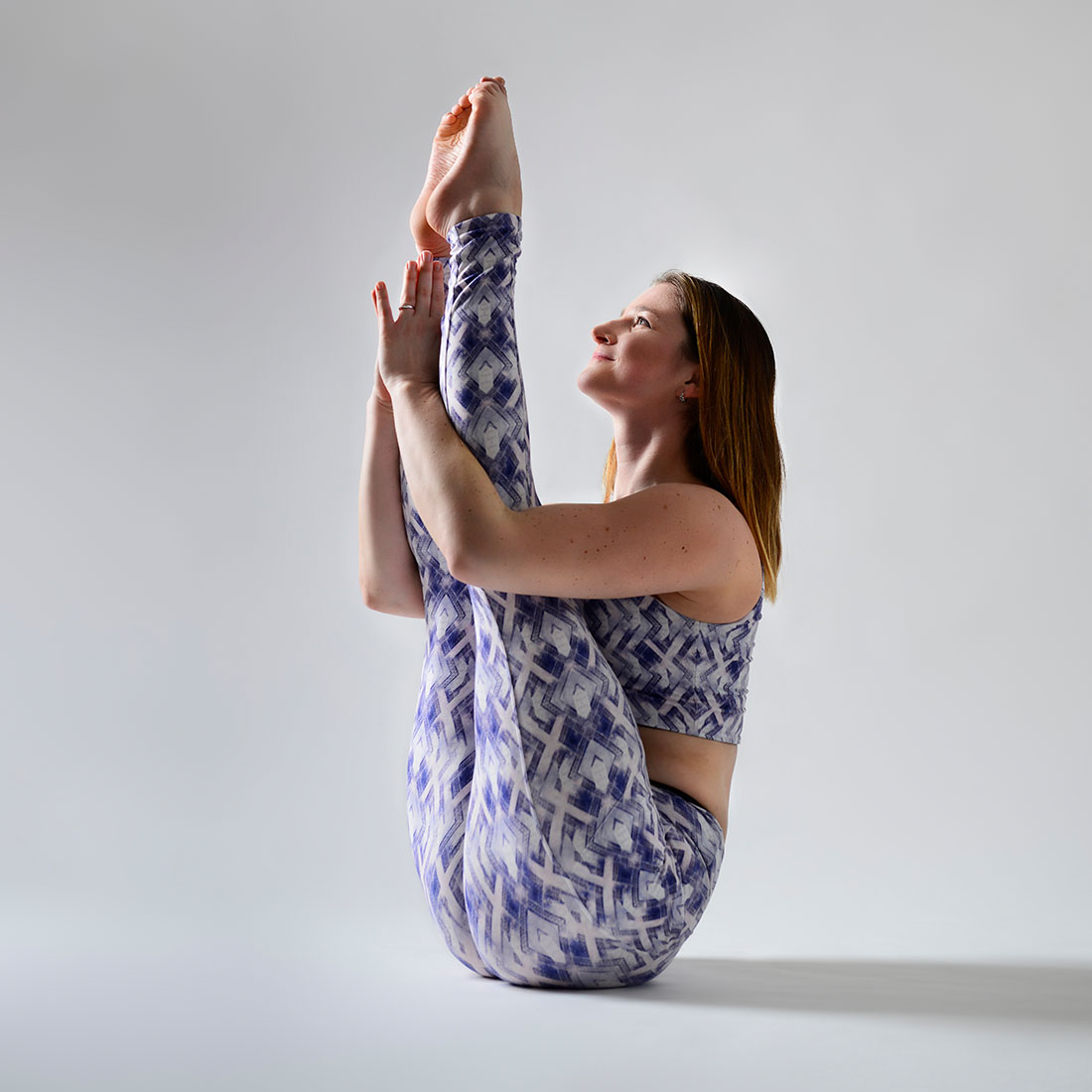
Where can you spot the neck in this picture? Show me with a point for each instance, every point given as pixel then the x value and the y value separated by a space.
pixel 648 455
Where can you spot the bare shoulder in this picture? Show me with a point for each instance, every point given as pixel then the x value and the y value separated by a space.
pixel 739 585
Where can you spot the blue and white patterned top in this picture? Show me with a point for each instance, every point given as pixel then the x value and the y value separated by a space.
pixel 678 673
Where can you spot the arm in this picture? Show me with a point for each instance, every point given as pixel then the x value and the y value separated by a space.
pixel 668 537
pixel 664 538
pixel 390 581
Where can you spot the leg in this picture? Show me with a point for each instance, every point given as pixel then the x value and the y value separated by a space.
pixel 577 871
pixel 440 765
pixel 441 755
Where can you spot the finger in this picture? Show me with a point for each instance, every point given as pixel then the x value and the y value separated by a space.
pixel 424 280
pixel 410 286
pixel 436 307
pixel 383 307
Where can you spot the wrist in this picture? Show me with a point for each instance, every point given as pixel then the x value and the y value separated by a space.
pixel 411 390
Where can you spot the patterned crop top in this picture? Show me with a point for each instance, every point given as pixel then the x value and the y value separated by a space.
pixel 678 673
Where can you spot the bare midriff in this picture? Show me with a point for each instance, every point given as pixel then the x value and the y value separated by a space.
pixel 702 767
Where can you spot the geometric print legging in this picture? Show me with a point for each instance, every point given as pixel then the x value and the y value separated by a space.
pixel 546 855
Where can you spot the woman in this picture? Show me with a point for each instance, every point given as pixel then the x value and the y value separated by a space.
pixel 586 665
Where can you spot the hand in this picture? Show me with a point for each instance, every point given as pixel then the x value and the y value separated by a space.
pixel 410 340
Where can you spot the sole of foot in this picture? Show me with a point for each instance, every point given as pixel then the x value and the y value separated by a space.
pixel 474 168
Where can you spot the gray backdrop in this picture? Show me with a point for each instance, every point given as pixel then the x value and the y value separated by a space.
pixel 205 731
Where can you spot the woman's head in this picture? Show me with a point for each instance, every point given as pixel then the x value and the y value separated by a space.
pixel 732 439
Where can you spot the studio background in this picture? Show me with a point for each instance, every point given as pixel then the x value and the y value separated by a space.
pixel 205 732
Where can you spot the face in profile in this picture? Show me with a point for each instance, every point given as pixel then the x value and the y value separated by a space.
pixel 637 357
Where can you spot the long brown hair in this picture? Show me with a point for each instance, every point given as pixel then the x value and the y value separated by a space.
pixel 732 445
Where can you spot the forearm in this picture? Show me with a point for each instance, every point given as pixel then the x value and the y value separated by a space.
pixel 390 580
pixel 458 502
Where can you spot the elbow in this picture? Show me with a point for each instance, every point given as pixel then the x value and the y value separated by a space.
pixel 405 602
pixel 461 565
pixel 478 553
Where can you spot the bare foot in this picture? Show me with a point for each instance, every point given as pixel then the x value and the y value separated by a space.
pixel 479 171
pixel 447 144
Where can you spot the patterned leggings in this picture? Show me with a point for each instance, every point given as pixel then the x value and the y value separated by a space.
pixel 547 856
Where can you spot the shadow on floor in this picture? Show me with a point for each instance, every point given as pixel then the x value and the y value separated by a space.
pixel 1056 995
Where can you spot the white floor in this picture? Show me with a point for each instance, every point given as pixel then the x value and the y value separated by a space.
pixel 224 1015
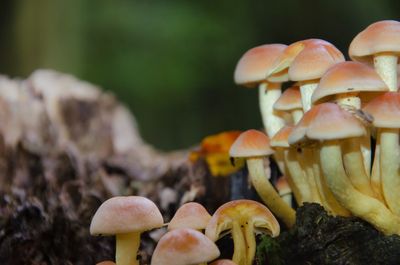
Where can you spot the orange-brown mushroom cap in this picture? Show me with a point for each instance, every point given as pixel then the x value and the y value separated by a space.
pixel 251 143
pixel 190 215
pixel 281 138
pixel 184 246
pixel 125 214
pixel 385 110
pixel 307 59
pixel 382 36
pixel 256 62
pixel 107 262
pixel 348 77
pixel 242 211
pixel 327 121
pixel 223 262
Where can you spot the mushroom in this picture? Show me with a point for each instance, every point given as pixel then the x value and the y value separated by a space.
pixel 223 262
pixel 306 62
pixel 386 112
pixel 251 70
pixel 349 83
pixel 330 125
pixel 290 101
pixel 190 215
pixel 296 176
pixel 215 151
pixel 242 218
pixel 184 246
pixel 253 146
pixel 126 217
pixel 284 190
pixel 380 43
pixel 320 190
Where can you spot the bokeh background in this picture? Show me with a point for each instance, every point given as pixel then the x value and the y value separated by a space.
pixel 172 61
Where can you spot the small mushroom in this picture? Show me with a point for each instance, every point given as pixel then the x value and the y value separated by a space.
pixel 386 112
pixel 254 146
pixel 251 70
pixel 126 217
pixel 335 86
pixel 184 246
pixel 330 125
pixel 190 215
pixel 306 61
pixel 242 218
pixel 379 44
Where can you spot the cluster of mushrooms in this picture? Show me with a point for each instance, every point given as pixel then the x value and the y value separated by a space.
pixel 334 133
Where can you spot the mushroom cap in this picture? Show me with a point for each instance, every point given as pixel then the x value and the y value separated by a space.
pixel 282 185
pixel 125 214
pixel 385 109
pixel 381 36
pixel 184 246
pixel 307 59
pixel 242 211
pixel 289 100
pixel 107 262
pixel 255 63
pixel 223 262
pixel 327 121
pixel 251 143
pixel 190 215
pixel 348 77
pixel 281 138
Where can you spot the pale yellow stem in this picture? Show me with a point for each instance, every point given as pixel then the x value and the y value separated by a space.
pixel 386 66
pixel 351 102
pixel 306 163
pixel 354 165
pixel 250 239
pixel 365 207
pixel 127 246
pixel 267 192
pixel 297 114
pixel 390 167
pixel 376 182
pixel 268 95
pixel 332 204
pixel 239 244
pixel 306 90
pixel 298 175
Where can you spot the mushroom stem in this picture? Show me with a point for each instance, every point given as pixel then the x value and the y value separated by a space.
pixel 306 90
pixel 306 163
pixel 268 94
pixel 386 66
pixel 365 207
pixel 127 246
pixel 389 164
pixel 297 114
pixel 239 244
pixel 331 203
pixel 354 165
pixel 376 182
pixel 351 100
pixel 250 242
pixel 267 192
pixel 298 176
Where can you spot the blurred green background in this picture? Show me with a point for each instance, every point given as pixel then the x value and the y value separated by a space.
pixel 172 61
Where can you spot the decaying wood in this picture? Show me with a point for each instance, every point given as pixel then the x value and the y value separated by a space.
pixel 65 147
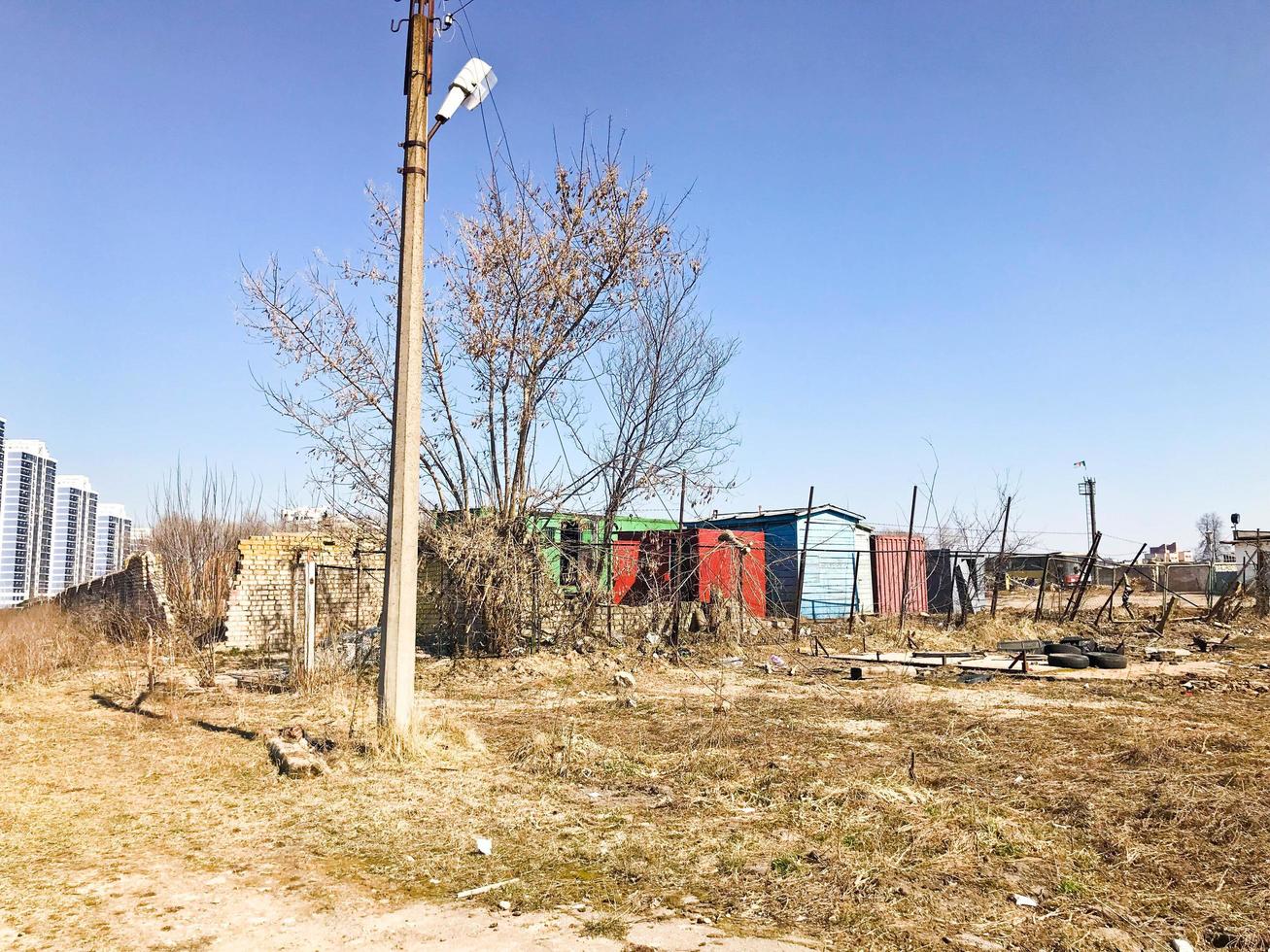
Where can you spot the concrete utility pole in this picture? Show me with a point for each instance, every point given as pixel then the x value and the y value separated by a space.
pixel 401 569
pixel 1087 489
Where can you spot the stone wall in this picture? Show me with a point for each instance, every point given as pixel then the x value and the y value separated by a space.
pixel 267 599
pixel 132 595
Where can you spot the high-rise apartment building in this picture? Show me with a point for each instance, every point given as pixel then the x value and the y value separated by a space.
pixel 25 521
pixel 74 533
pixel 113 538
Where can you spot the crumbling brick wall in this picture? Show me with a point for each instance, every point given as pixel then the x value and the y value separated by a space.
pixel 267 599
pixel 135 595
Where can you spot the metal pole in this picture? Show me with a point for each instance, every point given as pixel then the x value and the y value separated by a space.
pixel 401 562
pixel 855 592
pixel 1080 582
pixel 1093 521
pixel 1116 584
pixel 1086 576
pixel 310 616
pixel 802 566
pixel 677 566
pixel 909 559
pixel 1041 595
pixel 1001 559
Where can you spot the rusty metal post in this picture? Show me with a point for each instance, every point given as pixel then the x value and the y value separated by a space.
pixel 1041 593
pixel 802 567
pixel 1086 576
pixel 909 559
pixel 1116 584
pixel 855 593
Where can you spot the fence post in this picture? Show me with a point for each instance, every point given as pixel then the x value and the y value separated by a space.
pixel 1041 593
pixel 802 569
pixel 310 615
pixel 909 560
pixel 1001 559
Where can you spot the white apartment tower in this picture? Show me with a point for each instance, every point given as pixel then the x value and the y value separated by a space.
pixel 25 521
pixel 74 533
pixel 113 538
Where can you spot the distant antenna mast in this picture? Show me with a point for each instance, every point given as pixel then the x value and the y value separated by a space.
pixel 1086 488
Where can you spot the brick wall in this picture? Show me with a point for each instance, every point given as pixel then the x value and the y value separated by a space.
pixel 136 592
pixel 265 605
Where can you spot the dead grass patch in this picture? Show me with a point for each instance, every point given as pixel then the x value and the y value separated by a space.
pixel 773 815
pixel 41 642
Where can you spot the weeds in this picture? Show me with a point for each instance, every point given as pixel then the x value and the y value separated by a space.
pixel 42 641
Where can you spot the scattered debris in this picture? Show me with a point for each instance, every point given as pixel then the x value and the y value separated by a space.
pixel 971 940
pixel 975 677
pixel 487 888
pixel 293 756
pixel 1159 654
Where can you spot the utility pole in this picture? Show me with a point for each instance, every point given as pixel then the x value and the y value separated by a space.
pixel 401 567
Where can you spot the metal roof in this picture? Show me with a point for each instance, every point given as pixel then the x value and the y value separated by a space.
pixel 755 516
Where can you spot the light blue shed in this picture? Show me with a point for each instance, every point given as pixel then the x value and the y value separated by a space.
pixel 836 538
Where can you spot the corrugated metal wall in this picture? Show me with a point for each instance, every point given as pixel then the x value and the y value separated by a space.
pixel 888 572
pixel 830 563
pixel 832 543
pixel 864 595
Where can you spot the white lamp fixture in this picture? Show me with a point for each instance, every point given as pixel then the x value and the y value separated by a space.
pixel 470 87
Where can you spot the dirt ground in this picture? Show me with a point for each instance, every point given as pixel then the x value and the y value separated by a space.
pixel 711 806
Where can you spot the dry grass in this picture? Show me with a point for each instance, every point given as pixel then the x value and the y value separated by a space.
pixel 40 642
pixel 876 814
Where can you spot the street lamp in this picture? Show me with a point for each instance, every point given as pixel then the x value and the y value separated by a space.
pixel 401 558
pixel 468 89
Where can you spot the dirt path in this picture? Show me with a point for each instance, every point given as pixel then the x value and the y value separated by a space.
pixel 166 906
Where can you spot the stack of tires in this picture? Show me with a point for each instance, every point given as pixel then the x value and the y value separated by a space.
pixel 1079 653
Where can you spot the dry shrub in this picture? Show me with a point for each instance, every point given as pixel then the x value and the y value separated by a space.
pixel 566 753
pixel 194 532
pixel 430 740
pixel 40 641
pixel 492 567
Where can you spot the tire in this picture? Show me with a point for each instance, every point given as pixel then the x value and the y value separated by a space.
pixel 1108 661
pixel 1081 642
pixel 1066 661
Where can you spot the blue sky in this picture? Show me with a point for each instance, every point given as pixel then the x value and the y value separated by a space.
pixel 1028 232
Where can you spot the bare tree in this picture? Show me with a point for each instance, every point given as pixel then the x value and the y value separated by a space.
pixel 661 386
pixel 554 298
pixel 1209 527
pixel 538 285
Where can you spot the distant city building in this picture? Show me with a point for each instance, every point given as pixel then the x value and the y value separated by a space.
pixel 25 521
pixel 113 538
pixel 1167 553
pixel 74 533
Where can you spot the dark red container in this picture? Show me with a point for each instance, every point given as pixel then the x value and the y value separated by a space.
pixel 888 565
pixel 718 563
◇ ◇ ◇ ◇ ◇ ◇ ◇
Rewrite the part of the entries that opens with the line containing "Where can you spot the blue and" and closes with the line containing "pixel 411 390", replacing "instance" with "occurrence" and leaving everything else unchanged. Give only those lines.

Where can you spot the blue and white patterned top in this picture? Show me with a point for each occurrence, every point given as pixel then the x value and the y value separated by a space.
pixel 678 673
Where can you spot the arm in this picture? Show me with a point for each occurrence, every point given as pixel then the x value and the y value separated by a space.
pixel 668 537
pixel 664 538
pixel 390 581
Where can you spot the leg in this picture? Show me with a point for each occurrence, every point given as pixel then the x value and the y value separated by a space.
pixel 577 871
pixel 440 765
pixel 441 755
Where can you spot the finger in this picture? Show me with a point for each occurrence, every point given as pixel then the x value and the y value separated by a space.
pixel 424 280
pixel 410 286
pixel 436 307
pixel 383 307
Where can you spot the wrist in this picture? Show me with a point for each occurrence, every point given as pixel then the x value and the y value separated by a space.
pixel 411 390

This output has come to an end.